▶ [Exercise]: Scan the entries below for the word "segment", then copy each line that holds it.

━━━━━ Data shown

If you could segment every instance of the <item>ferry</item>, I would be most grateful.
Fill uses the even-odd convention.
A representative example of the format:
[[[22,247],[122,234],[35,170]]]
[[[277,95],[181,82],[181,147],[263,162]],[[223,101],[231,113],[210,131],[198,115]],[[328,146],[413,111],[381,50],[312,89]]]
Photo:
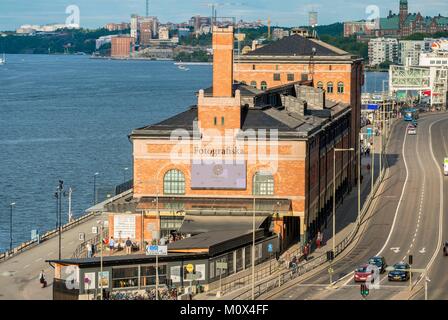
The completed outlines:
[[[0,57],[0,65],[5,64],[6,63],[6,56],[5,54],[3,54],[3,57]]]

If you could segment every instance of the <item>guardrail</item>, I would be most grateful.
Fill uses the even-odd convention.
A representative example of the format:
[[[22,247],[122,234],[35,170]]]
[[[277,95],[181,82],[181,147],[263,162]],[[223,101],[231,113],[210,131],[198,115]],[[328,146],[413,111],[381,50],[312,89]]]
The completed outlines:
[[[107,238],[109,238],[109,229],[104,229],[103,230],[103,239],[107,239]],[[100,242],[101,242],[101,234],[97,234],[95,237],[84,241],[73,252],[72,258],[73,259],[86,258],[87,257],[86,244],[91,243],[97,247]],[[99,249],[97,249],[97,251],[98,250]]]
[[[63,225],[62,232],[70,230],[70,229],[76,227],[77,225],[84,223],[86,220],[89,220],[90,218],[94,217],[96,214],[97,214],[96,212],[90,212],[88,214],[85,214],[85,215],[79,217],[76,220],[73,220],[72,222],[69,222],[69,223]],[[47,231],[46,233],[41,235],[39,237],[39,239],[33,239],[33,240],[29,240],[27,242],[23,242],[21,245],[13,248],[12,250],[7,250],[3,253],[0,253],[0,262],[4,261],[6,259],[9,259],[13,256],[16,256],[19,253],[22,253],[23,251],[40,244],[41,242],[50,240],[51,238],[57,236],[58,234],[59,234],[59,229]]]
[[[389,138],[390,135],[388,137],[388,141],[386,142],[386,144],[389,143]],[[384,153],[382,153],[382,156],[385,158],[385,163],[387,163],[387,157],[384,155]],[[363,208],[361,209],[361,213],[360,216],[357,218],[356,220],[356,225],[353,228],[353,230],[349,233],[349,235],[347,237],[345,237],[341,242],[339,242],[336,247],[335,247],[335,252],[334,252],[334,258],[336,258],[338,255],[340,255],[351,243],[352,241],[355,239],[359,228],[361,227],[361,221],[364,218],[364,216],[367,214],[370,205],[372,204],[372,201],[374,199],[374,195],[377,193],[378,188],[380,187],[383,179],[384,179],[384,174],[387,170],[388,166],[384,166],[381,170],[381,173],[377,179],[377,181],[374,184],[373,190],[372,192],[370,192],[370,194],[368,195],[366,202],[364,203]],[[299,249],[297,249],[299,250]],[[282,286],[283,284],[285,284],[288,281],[291,281],[295,278],[298,278],[302,275],[304,275],[305,273],[315,269],[316,267],[319,267],[323,264],[325,264],[328,261],[327,259],[327,254],[322,254],[310,261],[306,261],[304,263],[301,263],[297,266],[296,270],[286,270],[284,272],[281,272],[278,274],[278,276],[276,276],[275,278],[272,277],[271,279],[267,279],[266,281],[263,281],[261,283],[255,284],[255,298],[258,298],[259,296],[273,290],[274,288],[278,288],[280,286]],[[240,293],[239,295],[235,296],[232,298],[232,300],[249,300],[252,299],[252,288],[249,286],[246,286],[246,288],[248,290]]]

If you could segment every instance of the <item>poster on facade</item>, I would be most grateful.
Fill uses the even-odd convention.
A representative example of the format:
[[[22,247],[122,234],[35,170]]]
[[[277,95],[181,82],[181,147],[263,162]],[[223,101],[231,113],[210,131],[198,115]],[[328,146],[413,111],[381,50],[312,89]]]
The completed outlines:
[[[96,288],[95,272],[88,272],[84,274],[84,289],[92,290]]]
[[[246,189],[246,163],[193,161],[191,188],[244,190]]]
[[[109,288],[109,271],[98,272],[98,288]]]
[[[114,216],[114,238],[115,239],[135,239],[135,216],[116,215]]]
[[[174,266],[174,267],[170,268],[170,278],[175,283],[178,283],[181,281],[180,266]]]
[[[198,281],[205,281],[205,264],[196,265],[196,274],[198,274]]]

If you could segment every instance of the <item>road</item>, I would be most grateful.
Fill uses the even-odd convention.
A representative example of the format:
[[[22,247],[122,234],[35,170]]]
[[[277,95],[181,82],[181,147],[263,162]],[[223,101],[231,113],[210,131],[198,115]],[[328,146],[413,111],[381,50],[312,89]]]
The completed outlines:
[[[92,227],[99,217],[93,217],[62,234],[62,258],[69,258],[80,244],[79,233],[93,238]],[[0,300],[51,300],[54,269],[45,260],[57,259],[59,240],[54,237],[9,260],[0,262]],[[44,270],[47,288],[41,288],[39,273]]]
[[[359,284],[353,281],[353,270],[374,255],[382,255],[389,265],[414,256],[413,268],[430,267],[430,299],[447,299],[448,259],[441,254],[441,241],[448,239],[443,206],[448,194],[443,184],[442,163],[448,155],[448,114],[428,114],[419,120],[418,134],[406,135],[406,124],[399,120],[387,148],[389,169],[385,181],[362,222],[366,230],[353,250],[333,264],[334,286],[329,286],[327,270],[271,296],[271,299],[362,299]],[[445,136],[444,136],[445,134]],[[445,218],[446,221],[446,218]],[[443,228],[442,230],[442,227]],[[442,234],[442,231],[445,232]],[[412,283],[420,280],[414,273]],[[387,275],[380,278],[379,289],[370,290],[367,299],[406,297],[409,282],[390,283]],[[417,298],[422,298],[420,292]]]

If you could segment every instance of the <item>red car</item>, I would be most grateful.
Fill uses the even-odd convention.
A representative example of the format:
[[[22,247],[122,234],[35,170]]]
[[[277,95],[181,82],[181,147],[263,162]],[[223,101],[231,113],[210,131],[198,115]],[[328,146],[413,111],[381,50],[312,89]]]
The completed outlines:
[[[363,264],[355,270],[355,282],[366,282],[367,278],[373,274],[373,270],[367,271],[368,264]]]

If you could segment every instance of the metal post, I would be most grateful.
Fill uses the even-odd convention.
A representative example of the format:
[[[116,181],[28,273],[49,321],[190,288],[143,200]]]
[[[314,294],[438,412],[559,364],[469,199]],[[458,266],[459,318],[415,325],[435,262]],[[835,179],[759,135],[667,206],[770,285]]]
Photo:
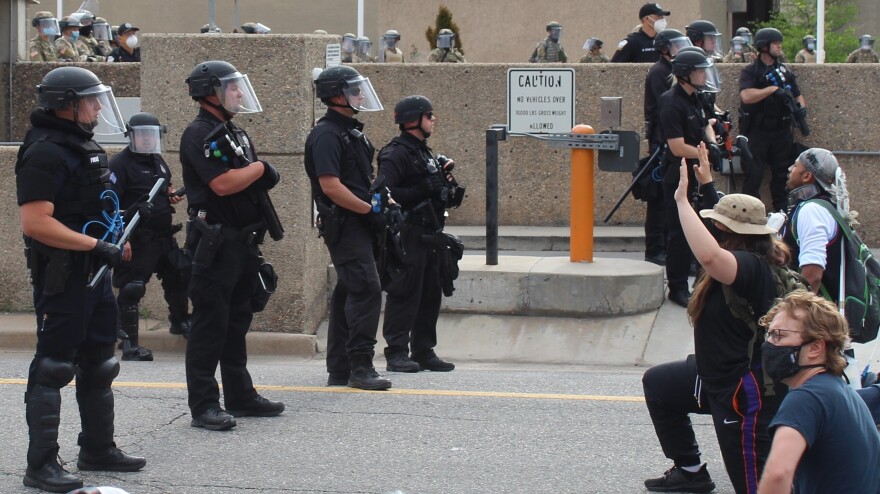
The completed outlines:
[[[498,141],[505,140],[504,128],[486,131],[486,265],[498,265]]]
[[[216,32],[217,16],[214,15],[214,0],[208,0],[208,32]]]
[[[595,134],[589,125],[575,125],[572,134]],[[592,149],[571,150],[571,262],[593,262]]]

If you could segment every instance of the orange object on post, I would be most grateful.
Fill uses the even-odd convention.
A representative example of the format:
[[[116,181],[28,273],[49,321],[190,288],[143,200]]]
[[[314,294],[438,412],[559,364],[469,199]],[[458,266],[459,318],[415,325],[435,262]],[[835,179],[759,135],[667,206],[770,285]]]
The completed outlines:
[[[575,125],[572,134],[595,134],[589,125]],[[593,262],[593,163],[595,150],[571,150],[571,262]]]

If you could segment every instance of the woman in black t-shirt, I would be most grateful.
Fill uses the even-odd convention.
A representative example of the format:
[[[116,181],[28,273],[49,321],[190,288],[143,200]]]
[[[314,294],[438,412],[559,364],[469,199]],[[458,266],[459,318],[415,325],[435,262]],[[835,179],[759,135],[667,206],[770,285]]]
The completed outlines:
[[[781,401],[761,371],[764,338],[756,322],[777,297],[771,263],[785,265],[788,250],[767,226],[759,199],[744,194],[718,199],[705,145],[698,149],[700,164],[693,168],[700,182],[698,206],[705,208],[699,216],[712,220],[720,241],[689,207],[683,161],[675,201],[688,245],[703,267],[687,308],[695,355],[652,367],[642,379],[663,452],[675,462],[662,477],[646,480],[645,487],[714,489],[688,417],[701,413],[713,417],[734,489],[754,493],[770,451],[767,426]]]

━━━━━━━━━━

▶ [Written answer]:
If you could segment every instance of the <item>ferry</item>, I would be most grateful.
If you could segment every instance of the <item>guardrail</item>, I would be most grateful.
If you could segment every instance of the <item>poster on facade</item>, I would be most grateful.
If you could segment every instance of the <item>road</item>, I would be most grateful.
If you could segment every instance of the <item>red car</item>, I would be most grateful.
If you could segment every instance of the metal post, I would be most grateful.
If you could segment every instance of the orange object on post, I would be most grateful.
If you could segment every instance of the woman in black t-shirt, I would be most grateful.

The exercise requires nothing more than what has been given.